— Start —

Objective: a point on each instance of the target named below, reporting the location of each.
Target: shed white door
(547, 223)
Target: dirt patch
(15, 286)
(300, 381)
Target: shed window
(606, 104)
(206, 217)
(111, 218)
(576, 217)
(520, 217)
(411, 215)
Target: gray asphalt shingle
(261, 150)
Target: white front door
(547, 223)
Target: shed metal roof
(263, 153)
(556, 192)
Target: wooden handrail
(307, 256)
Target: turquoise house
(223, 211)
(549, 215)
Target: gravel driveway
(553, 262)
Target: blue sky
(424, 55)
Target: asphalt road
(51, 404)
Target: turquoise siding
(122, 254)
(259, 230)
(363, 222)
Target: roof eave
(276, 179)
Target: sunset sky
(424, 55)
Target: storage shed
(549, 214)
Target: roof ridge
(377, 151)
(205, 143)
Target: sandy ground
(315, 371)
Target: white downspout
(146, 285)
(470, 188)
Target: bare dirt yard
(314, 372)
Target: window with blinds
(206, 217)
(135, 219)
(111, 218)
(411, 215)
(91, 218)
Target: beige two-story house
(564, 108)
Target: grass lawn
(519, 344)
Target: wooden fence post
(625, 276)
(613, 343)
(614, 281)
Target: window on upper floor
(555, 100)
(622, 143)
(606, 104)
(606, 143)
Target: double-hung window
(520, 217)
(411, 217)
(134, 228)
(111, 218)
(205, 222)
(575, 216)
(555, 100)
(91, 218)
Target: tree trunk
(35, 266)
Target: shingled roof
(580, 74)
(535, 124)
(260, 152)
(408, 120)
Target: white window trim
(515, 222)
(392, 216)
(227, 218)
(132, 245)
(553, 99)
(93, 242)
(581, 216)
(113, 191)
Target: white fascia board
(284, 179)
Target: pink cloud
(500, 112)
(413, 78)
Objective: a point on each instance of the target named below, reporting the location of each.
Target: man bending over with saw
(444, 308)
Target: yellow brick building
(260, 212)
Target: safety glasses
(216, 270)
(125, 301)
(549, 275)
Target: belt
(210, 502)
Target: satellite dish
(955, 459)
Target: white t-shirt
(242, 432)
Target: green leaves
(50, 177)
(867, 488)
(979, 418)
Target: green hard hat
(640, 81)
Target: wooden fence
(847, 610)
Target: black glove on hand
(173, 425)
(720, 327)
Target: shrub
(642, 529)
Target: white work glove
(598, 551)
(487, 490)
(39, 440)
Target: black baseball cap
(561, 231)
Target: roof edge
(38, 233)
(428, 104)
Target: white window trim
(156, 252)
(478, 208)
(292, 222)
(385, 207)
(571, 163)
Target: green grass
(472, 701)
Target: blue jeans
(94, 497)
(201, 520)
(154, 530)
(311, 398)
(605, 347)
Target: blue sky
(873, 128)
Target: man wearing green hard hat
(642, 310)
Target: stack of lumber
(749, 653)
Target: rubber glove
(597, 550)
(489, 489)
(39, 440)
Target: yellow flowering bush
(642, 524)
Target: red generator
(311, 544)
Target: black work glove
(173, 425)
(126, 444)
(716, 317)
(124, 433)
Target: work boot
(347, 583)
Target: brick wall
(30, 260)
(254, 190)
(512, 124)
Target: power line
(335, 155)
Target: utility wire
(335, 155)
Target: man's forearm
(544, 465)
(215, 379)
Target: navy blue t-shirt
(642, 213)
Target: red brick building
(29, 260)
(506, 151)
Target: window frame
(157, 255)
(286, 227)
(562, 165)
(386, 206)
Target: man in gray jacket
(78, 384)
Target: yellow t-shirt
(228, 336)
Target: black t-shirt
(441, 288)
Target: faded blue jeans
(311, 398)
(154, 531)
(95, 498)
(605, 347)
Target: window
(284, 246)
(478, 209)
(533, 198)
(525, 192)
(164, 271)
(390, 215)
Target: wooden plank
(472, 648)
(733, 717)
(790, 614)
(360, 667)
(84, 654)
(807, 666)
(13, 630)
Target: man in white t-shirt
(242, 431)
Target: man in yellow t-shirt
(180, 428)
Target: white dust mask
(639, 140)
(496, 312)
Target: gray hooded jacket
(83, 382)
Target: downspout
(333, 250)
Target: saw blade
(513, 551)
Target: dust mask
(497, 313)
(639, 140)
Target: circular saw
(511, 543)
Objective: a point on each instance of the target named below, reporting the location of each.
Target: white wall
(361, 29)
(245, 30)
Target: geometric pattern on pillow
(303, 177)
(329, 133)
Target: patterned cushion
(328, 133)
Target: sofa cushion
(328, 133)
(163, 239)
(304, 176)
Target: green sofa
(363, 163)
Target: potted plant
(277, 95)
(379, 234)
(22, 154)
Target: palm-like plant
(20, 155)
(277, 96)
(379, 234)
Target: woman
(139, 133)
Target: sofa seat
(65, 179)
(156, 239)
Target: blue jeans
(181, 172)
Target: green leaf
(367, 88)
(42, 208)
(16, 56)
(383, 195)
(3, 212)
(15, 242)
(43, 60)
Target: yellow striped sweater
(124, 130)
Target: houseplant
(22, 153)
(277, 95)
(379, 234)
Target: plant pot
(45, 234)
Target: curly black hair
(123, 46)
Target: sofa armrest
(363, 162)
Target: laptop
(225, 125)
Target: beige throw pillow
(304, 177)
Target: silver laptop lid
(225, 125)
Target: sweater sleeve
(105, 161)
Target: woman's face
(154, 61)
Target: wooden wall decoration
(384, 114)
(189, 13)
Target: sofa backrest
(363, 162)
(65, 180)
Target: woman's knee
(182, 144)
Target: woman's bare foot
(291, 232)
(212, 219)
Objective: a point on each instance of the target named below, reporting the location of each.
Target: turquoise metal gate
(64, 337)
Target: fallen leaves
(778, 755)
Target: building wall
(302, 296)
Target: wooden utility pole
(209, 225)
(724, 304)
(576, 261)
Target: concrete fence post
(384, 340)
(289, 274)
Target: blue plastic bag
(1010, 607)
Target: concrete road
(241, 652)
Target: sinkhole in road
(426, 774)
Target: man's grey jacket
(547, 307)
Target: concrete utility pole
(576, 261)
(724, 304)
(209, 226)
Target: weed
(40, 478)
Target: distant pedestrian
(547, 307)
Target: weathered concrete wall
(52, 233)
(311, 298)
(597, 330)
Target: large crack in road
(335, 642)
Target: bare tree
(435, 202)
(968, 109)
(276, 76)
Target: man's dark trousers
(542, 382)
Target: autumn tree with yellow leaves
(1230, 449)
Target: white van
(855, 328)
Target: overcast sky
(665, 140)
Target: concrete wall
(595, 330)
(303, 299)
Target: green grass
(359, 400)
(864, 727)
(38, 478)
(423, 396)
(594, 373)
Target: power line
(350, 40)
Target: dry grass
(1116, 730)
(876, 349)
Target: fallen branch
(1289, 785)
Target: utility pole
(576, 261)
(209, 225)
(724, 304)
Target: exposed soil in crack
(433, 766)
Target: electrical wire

— End —

What is being asked: Transcribe every entry exactly.

Written solution:
Objective: a point on each instance of the target named below, reporting the location of each.
Target: shed white door
(547, 223)
Target: dirt patch
(15, 286)
(300, 381)
Target: shed window
(606, 104)
(206, 217)
(111, 218)
(576, 217)
(520, 217)
(411, 215)
Target: gray asphalt shingle
(261, 150)
Target: white front door
(547, 223)
Target: shed metal roof
(263, 153)
(556, 192)
Target: wooden handrail
(307, 256)
Target: turquoise house
(223, 211)
(549, 215)
Target: gravel driveway
(553, 262)
Target: blue sky
(424, 55)
Target: asphalt road
(51, 404)
Target: turquoise siding
(122, 254)
(259, 230)
(363, 222)
Target: roof eave
(276, 179)
Target: sunset sky
(424, 55)
Target: storage shed
(549, 214)
Target: roof ridge
(377, 151)
(205, 143)
Target: sandy ground
(315, 371)
Target: white downspout
(146, 285)
(470, 188)
Target: bare dirt yard
(314, 372)
Target: window with blinds
(206, 217)
(135, 219)
(111, 218)
(411, 215)
(91, 218)
Target: beige two-story house
(564, 108)
Target: grass lawn
(519, 344)
Target: wooden fence post
(625, 276)
(613, 343)
(614, 281)
Target: window on upper floor
(555, 100)
(622, 143)
(606, 104)
(606, 143)
Target: double-hung window
(520, 217)
(411, 217)
(134, 228)
(111, 218)
(205, 222)
(575, 216)
(555, 100)
(91, 218)
Target: tree trunk
(35, 266)
Target: shingled roof
(580, 74)
(535, 124)
(260, 152)
(408, 120)
Target: white window trim
(515, 222)
(392, 216)
(227, 218)
(132, 245)
(553, 99)
(93, 242)
(581, 216)
(113, 191)
Target: white fascia board
(284, 179)
Target: pink cloud
(500, 112)
(413, 78)
Objective: a point on each instance of the target named below, reporting the location of each.
Target: man bending over with saw
(444, 308)
Target: yellow brick building
(260, 212)
Target: safety glasses
(216, 270)
(125, 301)
(549, 275)
Target: belt
(210, 502)
Target: satellite dish
(955, 459)
Target: white t-shirt
(242, 432)
Target: green leaves
(50, 177)
(867, 488)
(979, 418)
Target: green hard hat
(640, 81)
Target: wooden fence
(847, 610)
Target: black glove on hand
(173, 425)
(720, 327)
Target: shrub
(642, 529)
Target: white work glove
(598, 551)
(487, 490)
(39, 440)
Target: black baseball cap
(561, 231)
Target: roof edge
(38, 233)
(428, 104)
Target: white window trim
(156, 252)
(478, 208)
(292, 222)
(385, 207)
(571, 163)
Target: green grass
(472, 701)
Target: blue jeans
(94, 497)
(201, 520)
(154, 530)
(311, 398)
(605, 347)
Target: blue sky
(873, 128)
Target: man wearing green hard hat
(642, 310)
Target: stack of lumber
(749, 653)
Target: rubber glove
(597, 550)
(489, 489)
(39, 440)
Target: yellow flowering bush
(642, 524)
Target: red generator
(311, 544)
Target: black work glove
(173, 425)
(126, 444)
(716, 317)
(124, 433)
Target: work boot
(347, 583)
Target: brick wall
(30, 260)
(254, 190)
(512, 124)
Target: power line
(335, 155)
Target: utility wire
(335, 155)
Target: man's forearm
(544, 465)
(215, 379)
Target: navy blue t-shirt
(642, 213)
Target: red brick building
(29, 260)
(506, 151)
Target: window frame
(157, 255)
(286, 227)
(562, 165)
(386, 206)
Target: man in gray jacket
(78, 384)
Target: yellow t-shirt
(228, 336)
Target: black t-shirt
(441, 288)
Target: faded blue jeans
(311, 398)
(154, 531)
(95, 498)
(605, 347)
Target: window
(284, 246)
(478, 209)
(533, 198)
(525, 192)
(164, 271)
(390, 215)
Target: wooden plank
(472, 648)
(733, 717)
(790, 614)
(360, 667)
(84, 654)
(807, 666)
(13, 630)
Target: man in white t-shirt
(242, 431)
Target: man in yellow t-shirt
(180, 428)
Target: white dust mask
(639, 140)
(496, 312)
Target: gray hooded jacket
(83, 382)
Target: downspout
(333, 250)
Target: saw blade
(513, 551)
Target: dust mask
(497, 313)
(639, 140)
Target: circular saw
(511, 543)
Objective: a point on each instance of the target named below, reporting the location of each.
Target: white wall
(361, 29)
(245, 30)
Target: geometric pattern on pillow
(303, 177)
(329, 133)
Target: patterned cushion
(328, 133)
Target: sofa cushion
(328, 133)
(163, 239)
(304, 176)
Target: green sofa
(363, 163)
Target: potted plant
(277, 95)
(379, 234)
(22, 154)
Target: palm-like plant
(20, 155)
(277, 96)
(379, 234)
Target: woman
(139, 133)
Target: sofa seat
(65, 179)
(156, 239)
Target: blue jeans
(181, 172)
Target: green leaf
(367, 88)
(42, 208)
(16, 56)
(383, 195)
(3, 212)
(15, 242)
(43, 60)
Target: yellow striped sweater
(124, 130)
Target: houseplant
(22, 153)
(277, 95)
(379, 234)
Target: plant pot
(45, 234)
Target: curly black hair
(123, 46)
Target: sofa armrest
(363, 162)
Target: laptop
(225, 125)
Target: beige throw pillow
(304, 177)
Target: silver laptop lid
(225, 125)
Target: sweater sleeve
(105, 161)
Target: woman's face
(154, 61)
Target: wooden wall decoration
(384, 114)
(189, 13)
Target: sofa backrest
(363, 162)
(65, 180)
Target: woman's knee
(182, 144)
Target: woman's bare foot
(291, 232)
(212, 219)
Objective: a point on each instance of the target named below, reporting the location of each.
Target: turquoise metal gate
(64, 337)
Target: fallen leaves
(778, 755)
Target: building wall
(302, 296)
Target: wooden utility pole
(209, 225)
(724, 304)
(576, 261)
Target: concrete fence post
(384, 340)
(289, 274)
Target: blue plastic bag
(1010, 607)
Target: concrete road
(241, 652)
Target: sinkhole in road
(426, 774)
Target: man's grey jacket
(547, 307)
Target: concrete utility pole
(576, 261)
(724, 304)
(209, 226)
Target: weed
(40, 478)
Target: distant pedestrian
(547, 307)
Target: weathered concrete wall
(52, 233)
(311, 298)
(597, 330)
Target: large crack in road
(335, 642)
Target: bare tree
(435, 202)
(968, 109)
(276, 76)
Target: man's dark trousers
(542, 382)
Target: autumn tree with yellow leaves
(1230, 449)
Target: white van
(855, 328)
Target: overcast sky
(665, 140)
Target: concrete wall
(595, 330)
(303, 299)
Target: green grass
(359, 400)
(864, 727)
(38, 478)
(423, 396)
(594, 373)
Target: power line
(350, 40)
Target: dry grass
(1116, 730)
(876, 349)
Target: fallen branch
(1289, 785)
Target: utility pole
(576, 261)
(209, 225)
(724, 304)
Target: exposed soil in crack
(433, 766)
Target: electrical wire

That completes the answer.